### Extract provided

Skip to content

Dataset Projects

This guide covers how to create, configure, and use dataset projects in Forgather. Dataset projects are standalone Forgather projects that encapsulate dataset loading, splitting, preprocessing, and tokenization. They can be used directly from Python or referenced from training configurations via from_project.

Overview

A dataset project is a standard Forgather project whose configuration class is type.dataset. It typically exposes these materialization targets:

Target Description
train_dataset_split Raw training split (before tokenization)
validation_dataset_split Raw validation split
test_dataset_split Raw test split
train_dataset Preprocessed/tokenized training dataset
eval_dataset Preprocessed/tokenized evaluation dataset
test_dataset Preprocessed/tokenized test dataset
meta Configuration metadata (config name, class, main feature)

The train_dataset_split targets return untokenized data, while train_dataset and friends return data that has been passed through preprocess_dataset, which handles tokenization, sharding, shuffling, and range selection.

Project Structure

A dataset project follows the standard Forgather project layout:

examples/datasets/roneneldan/
    meta.yaml                              # Project metadata
    templatelib/
        configs/
            tinystories.yaml               # Full TinyStories dataset
            tinystories-abridged.yaml      # 10% subset
            tinystories-packed.yaml        # Packed sequences variant

The meta.yaml declares the project name and default configuration:

-- extends "meta_defaults.yaml"

-- block configs
name: "roneneldan"
description: "Datasets published by Ronen Eldan"
config_prefix: "configs"
default_config: "tinystories-abridged.yaml"

### Given data
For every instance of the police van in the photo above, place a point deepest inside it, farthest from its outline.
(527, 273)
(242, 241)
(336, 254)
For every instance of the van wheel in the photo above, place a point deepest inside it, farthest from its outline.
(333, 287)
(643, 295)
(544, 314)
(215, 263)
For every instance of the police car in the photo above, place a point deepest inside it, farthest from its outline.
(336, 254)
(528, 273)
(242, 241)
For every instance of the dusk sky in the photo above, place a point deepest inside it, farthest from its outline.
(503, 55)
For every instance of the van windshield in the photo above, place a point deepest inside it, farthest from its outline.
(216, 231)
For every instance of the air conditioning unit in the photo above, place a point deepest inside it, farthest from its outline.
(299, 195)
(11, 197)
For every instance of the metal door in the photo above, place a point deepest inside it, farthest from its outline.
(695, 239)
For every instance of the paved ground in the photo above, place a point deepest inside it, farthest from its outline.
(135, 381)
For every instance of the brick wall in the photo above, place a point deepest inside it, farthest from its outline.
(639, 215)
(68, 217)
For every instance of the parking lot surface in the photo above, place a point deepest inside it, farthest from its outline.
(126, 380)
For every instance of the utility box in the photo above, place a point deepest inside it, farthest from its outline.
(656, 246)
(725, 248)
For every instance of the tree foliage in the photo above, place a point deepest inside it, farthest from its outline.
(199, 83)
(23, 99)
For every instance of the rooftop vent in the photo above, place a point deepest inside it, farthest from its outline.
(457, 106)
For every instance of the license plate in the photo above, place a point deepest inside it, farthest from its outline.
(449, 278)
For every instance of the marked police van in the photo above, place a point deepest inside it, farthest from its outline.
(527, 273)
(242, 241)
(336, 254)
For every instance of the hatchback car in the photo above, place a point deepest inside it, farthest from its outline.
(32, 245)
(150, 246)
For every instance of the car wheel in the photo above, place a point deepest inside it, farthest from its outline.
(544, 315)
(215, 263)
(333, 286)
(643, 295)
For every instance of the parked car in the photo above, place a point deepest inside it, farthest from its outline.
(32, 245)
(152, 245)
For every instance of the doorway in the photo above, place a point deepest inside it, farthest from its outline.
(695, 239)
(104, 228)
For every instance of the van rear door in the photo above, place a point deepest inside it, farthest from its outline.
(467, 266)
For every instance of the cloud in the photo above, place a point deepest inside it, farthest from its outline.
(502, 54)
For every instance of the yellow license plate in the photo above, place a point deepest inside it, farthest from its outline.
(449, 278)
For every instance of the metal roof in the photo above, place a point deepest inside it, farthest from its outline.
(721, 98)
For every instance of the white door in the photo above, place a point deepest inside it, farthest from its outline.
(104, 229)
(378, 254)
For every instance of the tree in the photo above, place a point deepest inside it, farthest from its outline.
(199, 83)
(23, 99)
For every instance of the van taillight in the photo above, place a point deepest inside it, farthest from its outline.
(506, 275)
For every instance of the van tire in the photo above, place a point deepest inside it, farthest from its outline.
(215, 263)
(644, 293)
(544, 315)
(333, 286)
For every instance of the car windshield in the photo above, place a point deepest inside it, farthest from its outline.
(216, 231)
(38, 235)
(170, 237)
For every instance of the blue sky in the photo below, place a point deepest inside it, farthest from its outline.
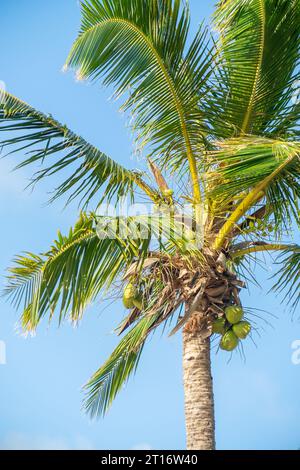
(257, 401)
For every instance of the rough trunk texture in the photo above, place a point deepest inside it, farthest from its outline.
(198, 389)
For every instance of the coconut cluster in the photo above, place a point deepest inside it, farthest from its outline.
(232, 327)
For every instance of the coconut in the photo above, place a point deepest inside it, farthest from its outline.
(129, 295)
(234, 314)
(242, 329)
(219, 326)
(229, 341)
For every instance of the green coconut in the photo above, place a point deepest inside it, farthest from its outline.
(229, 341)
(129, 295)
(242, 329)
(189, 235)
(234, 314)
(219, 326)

### Instruction
Please pick up the guide on Forgather dataset projects right after its final line and keep writing it in the same style.

### Result of this task
<< endblock configs

Base Templates

Forgather provides base templates in templatelib/base/datasets/ that dataset configurations extend:

datasets/load_dataset.yaml

The most commonly used base template. It provides a complete pipeline for loading a HuggingFace dataset and preprocessing it. Key blocks to override:

  • [load_dataset_args] -- the path, name, revision, and split definitions
  • [train_dataset_split], [validation_dataset_split], [test_dataset_split] -- split selection
  • [map_function] -- custom tokenization/mapping function
  • [map_kwargs] -- additional arguments for the map call

datasets/tokenized_dataset.yaml

A more flexible base template with explicit blocks for every stage of the pipeline. Use this when you need full control over dataset loading (e.g., loading from disk instead of HuggingFace Hub).

datasets/dataset_type.yaml

The root base template for all dataset projects. Defines the type.dataset config class and the main output target.

Using Dataset Projects from Python

Basic Usage

from forgather import Project

# Load a dataset project
dataset_project = Project(
    "tinystories-abridged.yaml",
    "examples/datasets/roneneldan",
)

# Materialize the raw training split (no tokenization)
raw_train = dataset_project("train_dataset_split")

# Inspect examples
for example in raw_train:
    print(example["text"][:200])
    break

With Tokenization

To get tokenized datasets, pass a tokenizer and preprocessing args:

from transformers import AutoTokenizer
from forgather import Project

# Load tokenizer
tokenizer = AutoTokenizer.from_pretrained("path/to/tokenizer")

# Load dataset project
dataset_project = Project(
    "tinystories-abridged.yaml",
    "examples/datasets/roneneldan",
)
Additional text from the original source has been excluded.